#### Task objective:
Below are records; reproduce exactly the lines from the one that has "[point] chocolate cereal" through the one that has "[point] plastic milk", ends included, and nothing more.
Dataset Block Start
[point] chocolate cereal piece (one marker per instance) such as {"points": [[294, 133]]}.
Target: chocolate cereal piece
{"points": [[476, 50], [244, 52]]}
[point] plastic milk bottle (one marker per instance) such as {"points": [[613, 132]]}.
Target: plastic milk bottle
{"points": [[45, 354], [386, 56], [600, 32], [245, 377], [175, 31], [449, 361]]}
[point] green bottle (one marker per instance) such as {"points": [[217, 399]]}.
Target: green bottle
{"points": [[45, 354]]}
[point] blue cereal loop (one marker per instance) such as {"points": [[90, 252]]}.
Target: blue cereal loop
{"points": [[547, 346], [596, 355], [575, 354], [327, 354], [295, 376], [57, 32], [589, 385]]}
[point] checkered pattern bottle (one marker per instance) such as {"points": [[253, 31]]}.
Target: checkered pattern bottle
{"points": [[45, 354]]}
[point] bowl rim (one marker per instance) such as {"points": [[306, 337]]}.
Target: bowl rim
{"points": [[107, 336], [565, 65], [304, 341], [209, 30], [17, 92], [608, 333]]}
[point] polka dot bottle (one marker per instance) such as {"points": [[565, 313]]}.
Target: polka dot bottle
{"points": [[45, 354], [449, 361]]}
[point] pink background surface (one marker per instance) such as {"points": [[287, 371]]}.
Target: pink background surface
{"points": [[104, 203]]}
Dataset Block End
Dataset Block Start
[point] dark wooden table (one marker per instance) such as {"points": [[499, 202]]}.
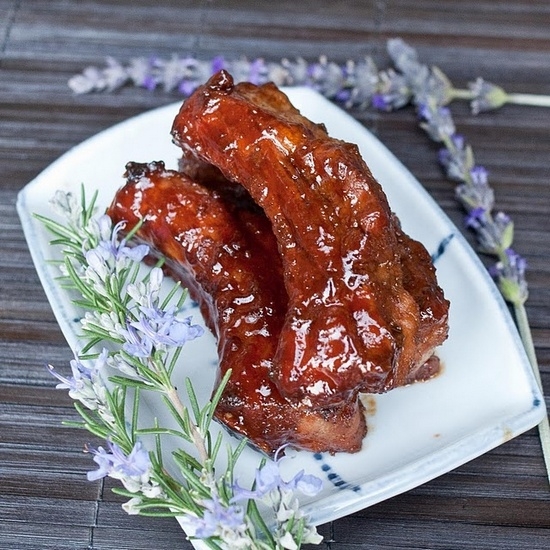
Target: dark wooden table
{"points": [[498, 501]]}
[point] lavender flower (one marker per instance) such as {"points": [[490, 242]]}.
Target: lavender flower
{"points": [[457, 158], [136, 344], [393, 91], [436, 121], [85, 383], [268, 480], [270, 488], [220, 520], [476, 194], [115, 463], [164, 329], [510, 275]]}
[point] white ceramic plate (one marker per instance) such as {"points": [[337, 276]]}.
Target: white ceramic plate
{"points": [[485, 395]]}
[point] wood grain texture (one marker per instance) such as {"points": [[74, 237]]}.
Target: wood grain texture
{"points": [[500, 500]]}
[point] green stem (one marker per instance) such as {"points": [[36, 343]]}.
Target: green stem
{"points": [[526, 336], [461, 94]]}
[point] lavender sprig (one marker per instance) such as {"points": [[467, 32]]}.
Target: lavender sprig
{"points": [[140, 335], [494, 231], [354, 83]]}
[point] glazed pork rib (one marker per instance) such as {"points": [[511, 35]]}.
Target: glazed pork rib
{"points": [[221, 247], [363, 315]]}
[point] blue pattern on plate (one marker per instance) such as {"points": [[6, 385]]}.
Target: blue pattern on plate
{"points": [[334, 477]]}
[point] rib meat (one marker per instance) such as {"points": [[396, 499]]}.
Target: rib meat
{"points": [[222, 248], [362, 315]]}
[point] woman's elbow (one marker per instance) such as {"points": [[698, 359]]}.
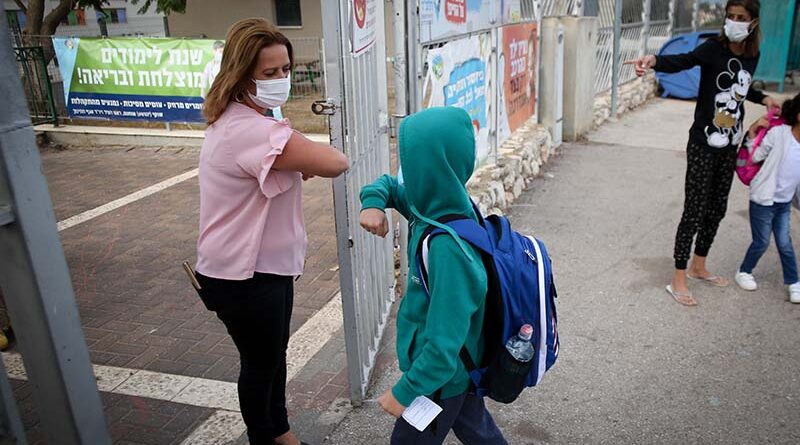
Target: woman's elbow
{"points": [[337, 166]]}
Dataset Block End
#### Reply:
[point] chocolate cereal piece (one marker per instance) such as {"points": [[294, 133]]}.
Target: chocolate cereal piece
{"points": [[476, 50], [244, 52]]}
[point] plastic milk bottle (one marker per instance) such as {"points": [[613, 132]]}.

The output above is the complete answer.